━━ READING PASSAGE ━━

Pipeline getPipeline()
Returns the Pipeline associated with this PCollection.


union

PCollection<S> union(PCollection<S>... collections)
Returns a PCollection instance that acts as the union of this PCollection and the input PCollections.


parallelDo

<T> PCollection<T> parallelDo(DoFn<S,T> doFn,
                              PType<T> type)
Applies the given doFn to the elements of this PCollection and returns a new PCollection that is the output of this processing.

Parameters:
doFn - The DoFn to apply
type - The PType of the resulting PCollection
Returns:
a new PCollection

parallelDo

<T> PCollection<T> parallelDo(String name,
                              DoFn<S,T> doFn,
                              PType<T> type)
Applies the given doFn to the elements of this PCollection and returns a new PCollection that is the output of this processing.

━━━
━━ DATA ━━

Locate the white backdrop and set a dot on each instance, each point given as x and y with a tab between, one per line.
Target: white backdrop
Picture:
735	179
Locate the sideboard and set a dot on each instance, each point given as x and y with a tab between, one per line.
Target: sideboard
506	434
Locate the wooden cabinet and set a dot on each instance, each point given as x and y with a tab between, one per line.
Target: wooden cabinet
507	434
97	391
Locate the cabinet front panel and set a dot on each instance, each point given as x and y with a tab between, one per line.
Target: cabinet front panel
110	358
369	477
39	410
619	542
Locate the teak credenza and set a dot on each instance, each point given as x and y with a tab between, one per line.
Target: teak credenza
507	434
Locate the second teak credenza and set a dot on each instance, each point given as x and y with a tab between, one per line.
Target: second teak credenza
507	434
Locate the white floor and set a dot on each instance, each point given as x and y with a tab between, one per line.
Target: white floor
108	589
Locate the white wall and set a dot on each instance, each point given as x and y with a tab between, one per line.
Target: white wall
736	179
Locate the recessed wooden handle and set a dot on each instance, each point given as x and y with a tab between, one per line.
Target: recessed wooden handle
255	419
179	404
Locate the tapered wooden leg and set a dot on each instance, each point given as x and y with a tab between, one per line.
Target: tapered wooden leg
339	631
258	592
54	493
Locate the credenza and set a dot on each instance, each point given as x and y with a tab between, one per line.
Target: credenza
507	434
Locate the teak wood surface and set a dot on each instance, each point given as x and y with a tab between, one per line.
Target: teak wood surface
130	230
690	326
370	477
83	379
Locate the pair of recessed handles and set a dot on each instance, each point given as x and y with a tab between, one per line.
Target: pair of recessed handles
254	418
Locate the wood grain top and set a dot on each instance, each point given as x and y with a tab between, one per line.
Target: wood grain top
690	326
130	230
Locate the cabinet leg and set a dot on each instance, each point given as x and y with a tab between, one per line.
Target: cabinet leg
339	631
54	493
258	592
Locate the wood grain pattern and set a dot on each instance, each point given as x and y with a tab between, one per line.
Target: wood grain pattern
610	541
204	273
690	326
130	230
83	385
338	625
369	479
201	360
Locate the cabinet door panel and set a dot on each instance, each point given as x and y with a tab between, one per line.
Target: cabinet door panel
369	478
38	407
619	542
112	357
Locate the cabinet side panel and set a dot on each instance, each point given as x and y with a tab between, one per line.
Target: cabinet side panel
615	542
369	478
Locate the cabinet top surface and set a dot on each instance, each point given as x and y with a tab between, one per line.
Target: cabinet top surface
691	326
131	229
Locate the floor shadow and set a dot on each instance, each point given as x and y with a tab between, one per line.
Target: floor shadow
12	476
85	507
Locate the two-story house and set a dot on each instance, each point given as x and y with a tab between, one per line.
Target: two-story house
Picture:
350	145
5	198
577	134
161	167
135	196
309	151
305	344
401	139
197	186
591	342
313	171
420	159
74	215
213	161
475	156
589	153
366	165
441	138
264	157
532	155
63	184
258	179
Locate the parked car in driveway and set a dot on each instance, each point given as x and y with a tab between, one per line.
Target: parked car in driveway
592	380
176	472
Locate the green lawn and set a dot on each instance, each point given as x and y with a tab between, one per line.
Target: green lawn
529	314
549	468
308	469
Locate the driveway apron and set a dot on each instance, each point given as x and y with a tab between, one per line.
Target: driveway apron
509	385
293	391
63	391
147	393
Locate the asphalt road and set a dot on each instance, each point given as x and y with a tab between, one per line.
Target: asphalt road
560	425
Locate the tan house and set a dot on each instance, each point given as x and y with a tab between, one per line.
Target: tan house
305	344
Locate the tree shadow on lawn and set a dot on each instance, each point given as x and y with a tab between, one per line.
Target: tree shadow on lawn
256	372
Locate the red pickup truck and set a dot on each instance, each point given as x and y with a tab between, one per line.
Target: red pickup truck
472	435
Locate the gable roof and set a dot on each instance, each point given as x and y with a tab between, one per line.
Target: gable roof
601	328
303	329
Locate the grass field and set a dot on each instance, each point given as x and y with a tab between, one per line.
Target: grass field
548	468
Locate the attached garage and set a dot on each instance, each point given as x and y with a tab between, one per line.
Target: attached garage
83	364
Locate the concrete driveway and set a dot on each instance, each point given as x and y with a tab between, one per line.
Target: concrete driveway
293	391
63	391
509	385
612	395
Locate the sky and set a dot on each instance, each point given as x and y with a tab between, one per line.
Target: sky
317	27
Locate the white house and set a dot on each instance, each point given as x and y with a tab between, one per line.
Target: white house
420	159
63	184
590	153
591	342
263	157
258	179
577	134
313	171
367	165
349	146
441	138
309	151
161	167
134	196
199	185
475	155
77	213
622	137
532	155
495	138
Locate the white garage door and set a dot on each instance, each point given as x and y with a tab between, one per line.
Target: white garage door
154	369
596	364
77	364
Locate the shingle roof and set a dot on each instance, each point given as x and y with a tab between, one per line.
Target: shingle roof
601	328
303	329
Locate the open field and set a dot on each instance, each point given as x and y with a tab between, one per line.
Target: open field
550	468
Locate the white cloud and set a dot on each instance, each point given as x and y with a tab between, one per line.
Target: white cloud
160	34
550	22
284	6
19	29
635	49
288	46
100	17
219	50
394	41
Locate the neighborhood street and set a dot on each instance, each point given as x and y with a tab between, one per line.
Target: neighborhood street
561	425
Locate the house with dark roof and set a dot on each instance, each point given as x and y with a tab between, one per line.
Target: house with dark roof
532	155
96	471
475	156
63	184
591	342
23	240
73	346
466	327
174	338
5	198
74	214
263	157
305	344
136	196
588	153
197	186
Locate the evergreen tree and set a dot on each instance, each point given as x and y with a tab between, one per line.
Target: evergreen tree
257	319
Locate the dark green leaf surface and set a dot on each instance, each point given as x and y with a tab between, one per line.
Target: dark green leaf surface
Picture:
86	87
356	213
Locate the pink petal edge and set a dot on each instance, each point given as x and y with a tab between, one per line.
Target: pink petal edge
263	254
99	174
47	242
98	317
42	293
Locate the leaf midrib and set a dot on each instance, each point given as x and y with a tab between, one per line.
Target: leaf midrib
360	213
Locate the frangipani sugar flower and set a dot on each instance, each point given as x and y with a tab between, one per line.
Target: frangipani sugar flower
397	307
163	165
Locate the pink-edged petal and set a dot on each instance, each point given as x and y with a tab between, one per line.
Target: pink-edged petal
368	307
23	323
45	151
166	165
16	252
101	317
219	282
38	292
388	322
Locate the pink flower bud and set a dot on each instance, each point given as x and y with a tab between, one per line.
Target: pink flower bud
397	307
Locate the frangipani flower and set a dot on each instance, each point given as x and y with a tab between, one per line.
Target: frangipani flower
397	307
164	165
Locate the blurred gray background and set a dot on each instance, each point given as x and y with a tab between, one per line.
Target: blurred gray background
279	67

━━━

• TASK TO CARRY OUT: Carry on the PCollection method documentation from the point where it stops.

• WRITTEN RESPONSE:
Parameters:
name - An identifier for this processing step, useful for debugging
doFn - The DoFn to apply
type - The PType of the resulting PCollection
Returns:
a new PCollection

parallelDo

<K,V> PTable<K,V> parallelDo(DoFn<S,Pair<K,V>> doFn,
                             PTableType<K,V> type)
Similar to the other parallelDo instance, but returns a PTable instance instead of a PCollection.

Parameters:
doFn - The DoFn to apply
type - The PTableType of the resulting PTable
Returns:
a new PTable

parallelDo

<K,V> PTable<K,V> parallelDo(String name,
                             DoFn<S,Pair<K,V>> doFn,
                             PTableType<K,V> type)
Similar to the other parallelDo instance, but returns a PTable instance instead of a PCollection.

Parameters:
name - An identifier for this processing step
doFn - The DoFn to apply
type - The PTableType of the resulting PTable
Returns:
a new PTable

write

PCollection<S> write(Target target)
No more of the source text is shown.